YOUR TASK.
Print the lines below verbatim, omitting the pictures.

TASK INPUTS.
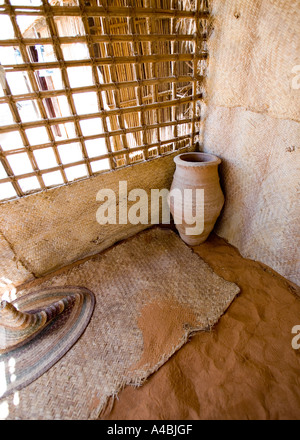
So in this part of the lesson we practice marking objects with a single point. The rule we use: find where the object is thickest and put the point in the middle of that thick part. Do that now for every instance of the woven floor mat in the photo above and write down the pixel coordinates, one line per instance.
(152, 292)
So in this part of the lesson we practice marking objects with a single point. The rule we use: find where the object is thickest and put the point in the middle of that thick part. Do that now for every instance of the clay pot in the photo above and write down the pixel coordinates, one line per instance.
(196, 171)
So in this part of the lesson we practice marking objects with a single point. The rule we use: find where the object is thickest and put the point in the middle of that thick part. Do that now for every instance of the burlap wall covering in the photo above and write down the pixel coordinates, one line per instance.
(252, 123)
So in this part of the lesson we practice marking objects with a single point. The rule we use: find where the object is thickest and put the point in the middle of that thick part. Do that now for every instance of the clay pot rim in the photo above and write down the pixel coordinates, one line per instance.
(211, 159)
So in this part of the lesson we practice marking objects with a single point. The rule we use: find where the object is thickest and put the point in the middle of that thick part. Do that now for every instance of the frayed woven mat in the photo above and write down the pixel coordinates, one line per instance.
(152, 292)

RESPONSE TO THIS TASK.
So in this part of the lesson we practice marking objects with a single point. The rule we use: find where the object is thickest and put the point in the middle of that thick part. Do that now for every instance of the woven floor mat in the photo above and write down the pixel coordinates, one line per instance.
(152, 292)
So in this part of the lesson we practice marking objects with a single point. The rule we use: find where the object is thickest and put the point in the middle of that thick part. Do that now for every instance of the clay pot in the photo above and write down the pixel coordinates, one line per instance.
(196, 171)
So in this part of the lesson we practice marking objects with a single point. The rule we use: find where the object is thickest and put the point in the middle of that thick part. Do that now for every instance of the burlap wall covering in the photo above and write down the pixel coordinates, one line per instance.
(252, 123)
So in this part of the lesson we practice marking objects with a single point. The rule we use: find where the object is thickest and put the point in the middle of that thick part. Do that now for every instance of the clay pot rim in the photo above and write down the pixel coordinates, one line per instance.
(211, 159)
So in this part of the lesson we practice marking objects with a single point. The rule we use: find where the object is thickest and put the point in the middle of that thick part. Do that now for every instance of the frayed woven mat in the photo above and write down the pixel coordinates, one line per instance.
(152, 292)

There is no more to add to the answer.